• _PROBLEM SET_:
A: In the abstract on facial blushing, rewrite the paragraph beginning "A total of 204 patients" as a short list that keeps its main facts.
B: Transcribe everything in the abstract on facial blushing from "A total of 204" down to "cause of it.".
C: According to the abstract on facial blushing, what made the outcomes unpredicted for the 10% of patients who had them? Answer in one to three sentences.

Involuntary craniofacial erythema, or blushing, due to autonomic dysfunction can be a cause of psychological distress. Although anecdotal reports have suggested that pharmacologic treatments or cognitive behavioral therapy can be used to treat the condition, no rigorous analyses of their efficacy have been reported.


To assess the efficacy of video-assisted thoracoscopic sympathectomy and to study phobic anxiety and other personality traits in a series of patients with involuntary facial blushing.


We carried out a retrospective observational study of patients treated with bilateral video-assisted thoracoscopic sympathectomy for blushing over a 7-year period (2001-2008). All the patients were treated by a dermatologist, a psychologist, and a thoracic surgeon and were informed of the predicted outcomes.


A total of 204 patients with a mean age of 34 years (range, 15-67 years) were included; the numbers of males and females were similar. Only 10% had unpredicted outcomes; in such cases, either the procedure was insufficiently effective or postoperative reflex sweating developed (and was considered serious in 2%). There were no deaths and only 1 case of transient Horner syndrome. Video-assisted thoracotomy was required for pleural symphysis in 1 patient; 5 patients developed pneumothorax, but only 1 of them required pleural drainage.


Video-assisted sympathectomy is a safe, effective and definitive treatment for disabling blushing. Anxiety that is detected before surgery is a reaction to blushing rather than a cause of it.

• _SUPPLIED INFORMATION_:

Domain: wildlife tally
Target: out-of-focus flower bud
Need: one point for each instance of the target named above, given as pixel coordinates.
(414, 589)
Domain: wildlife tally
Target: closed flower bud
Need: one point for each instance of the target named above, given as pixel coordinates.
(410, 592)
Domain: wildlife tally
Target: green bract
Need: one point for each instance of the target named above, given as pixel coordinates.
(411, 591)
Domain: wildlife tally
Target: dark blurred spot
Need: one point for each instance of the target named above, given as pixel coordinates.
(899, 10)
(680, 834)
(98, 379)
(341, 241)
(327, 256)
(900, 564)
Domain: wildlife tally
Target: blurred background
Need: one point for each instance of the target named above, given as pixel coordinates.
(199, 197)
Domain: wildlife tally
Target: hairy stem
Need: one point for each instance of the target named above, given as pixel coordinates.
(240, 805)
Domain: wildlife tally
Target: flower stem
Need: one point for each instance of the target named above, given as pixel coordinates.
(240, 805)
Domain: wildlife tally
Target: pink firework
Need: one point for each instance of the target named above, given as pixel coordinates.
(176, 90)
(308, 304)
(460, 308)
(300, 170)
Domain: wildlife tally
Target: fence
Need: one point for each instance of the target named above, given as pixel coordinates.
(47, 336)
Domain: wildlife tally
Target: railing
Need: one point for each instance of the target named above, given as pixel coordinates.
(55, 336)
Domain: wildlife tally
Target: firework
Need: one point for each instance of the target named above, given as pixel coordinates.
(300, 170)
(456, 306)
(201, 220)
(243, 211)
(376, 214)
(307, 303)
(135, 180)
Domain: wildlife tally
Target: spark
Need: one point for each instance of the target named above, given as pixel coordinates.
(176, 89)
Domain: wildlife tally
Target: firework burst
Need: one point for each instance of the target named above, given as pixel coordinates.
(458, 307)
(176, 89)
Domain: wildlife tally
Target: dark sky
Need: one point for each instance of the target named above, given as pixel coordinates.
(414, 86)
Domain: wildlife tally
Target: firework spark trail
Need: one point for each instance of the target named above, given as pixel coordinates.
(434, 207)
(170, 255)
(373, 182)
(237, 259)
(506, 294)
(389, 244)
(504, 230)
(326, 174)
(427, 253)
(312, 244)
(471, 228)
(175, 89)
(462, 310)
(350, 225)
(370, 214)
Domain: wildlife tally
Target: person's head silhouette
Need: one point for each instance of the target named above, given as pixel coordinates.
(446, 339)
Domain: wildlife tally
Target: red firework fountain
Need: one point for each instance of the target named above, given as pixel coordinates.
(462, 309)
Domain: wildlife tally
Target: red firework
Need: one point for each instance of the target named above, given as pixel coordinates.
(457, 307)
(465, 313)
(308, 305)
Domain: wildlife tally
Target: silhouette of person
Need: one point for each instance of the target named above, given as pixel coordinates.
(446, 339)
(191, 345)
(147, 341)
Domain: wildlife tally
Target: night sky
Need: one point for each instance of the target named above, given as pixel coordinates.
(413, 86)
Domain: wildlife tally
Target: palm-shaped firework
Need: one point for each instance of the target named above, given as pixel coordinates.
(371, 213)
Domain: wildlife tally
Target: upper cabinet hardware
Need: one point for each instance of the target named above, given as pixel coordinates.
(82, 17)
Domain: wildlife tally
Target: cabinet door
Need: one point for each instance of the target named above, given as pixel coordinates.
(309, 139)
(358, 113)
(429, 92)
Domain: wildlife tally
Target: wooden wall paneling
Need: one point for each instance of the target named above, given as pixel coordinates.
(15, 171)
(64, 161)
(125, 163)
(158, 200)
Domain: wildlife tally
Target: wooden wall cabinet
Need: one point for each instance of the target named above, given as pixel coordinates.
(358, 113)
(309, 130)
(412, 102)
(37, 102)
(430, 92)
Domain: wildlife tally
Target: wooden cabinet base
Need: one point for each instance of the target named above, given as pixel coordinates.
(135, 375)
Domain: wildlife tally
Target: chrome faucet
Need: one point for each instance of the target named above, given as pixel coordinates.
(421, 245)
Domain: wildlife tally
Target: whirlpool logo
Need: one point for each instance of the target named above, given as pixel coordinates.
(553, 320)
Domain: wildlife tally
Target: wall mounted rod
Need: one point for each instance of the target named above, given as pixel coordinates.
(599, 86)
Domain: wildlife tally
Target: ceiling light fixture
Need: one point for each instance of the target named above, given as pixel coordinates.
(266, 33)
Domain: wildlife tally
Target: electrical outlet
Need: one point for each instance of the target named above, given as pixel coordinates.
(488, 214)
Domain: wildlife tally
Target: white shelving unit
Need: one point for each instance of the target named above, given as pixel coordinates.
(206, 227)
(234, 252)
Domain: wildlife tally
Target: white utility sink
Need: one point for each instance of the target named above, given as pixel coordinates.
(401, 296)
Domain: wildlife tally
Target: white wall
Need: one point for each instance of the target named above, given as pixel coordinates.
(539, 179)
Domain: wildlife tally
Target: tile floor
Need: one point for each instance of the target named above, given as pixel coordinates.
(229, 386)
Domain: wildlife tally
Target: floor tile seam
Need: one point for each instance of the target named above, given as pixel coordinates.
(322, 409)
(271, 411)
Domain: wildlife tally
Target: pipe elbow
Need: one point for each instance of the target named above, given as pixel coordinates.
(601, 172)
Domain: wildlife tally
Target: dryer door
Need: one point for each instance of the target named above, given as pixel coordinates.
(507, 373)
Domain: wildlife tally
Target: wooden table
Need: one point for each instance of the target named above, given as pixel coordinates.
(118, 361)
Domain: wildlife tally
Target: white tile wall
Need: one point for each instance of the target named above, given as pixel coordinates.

• _ANSWERS TO THE PROBLEMS_:
A:
- 204 patients were included, with a mean age of 34 years (range, 15-67), and similar numbers of males and females.
- Only 10% had unpredicted outcomes, either because the procedure was insufficiently effective or because postoperative reflex sweating developed (serious in 2%).
- There were no deaths and only 1 case of transient Horner syndrome.
- 1 patient required video-assisted thoracotomy for pleural symphysis.
- 5 patients developed pneumothorax, and only 1 of them required pleural drainage.

B:
A total of 204 patients with a mean age of 34 years (range, 15-67 years) were included; the numbers of males and females were similar. Only 10% had unpredicted outcomes; in such cases, either the procedure was insufficiently effective or postoperative reflex sweating developed (and was considered serious in 2%). There were no deaths and only 1 case of transient Horner syndrome. Video-assisted thoracotomy was required for pleural symphysis in 1 patient; 5 patients developed pneumothorax, but only 1 of them required pleural drainage.


Video-assisted sympathectomy is a safe, effective and definitive treatment for disabling blushing. Anxiety that is detected before surgery is a reaction to blushing rather than a cause of it.

C: Either the procedure was not effective enough, or the patient developed reflex sweating after the operation. The sweating was considered serious in 2% of patients.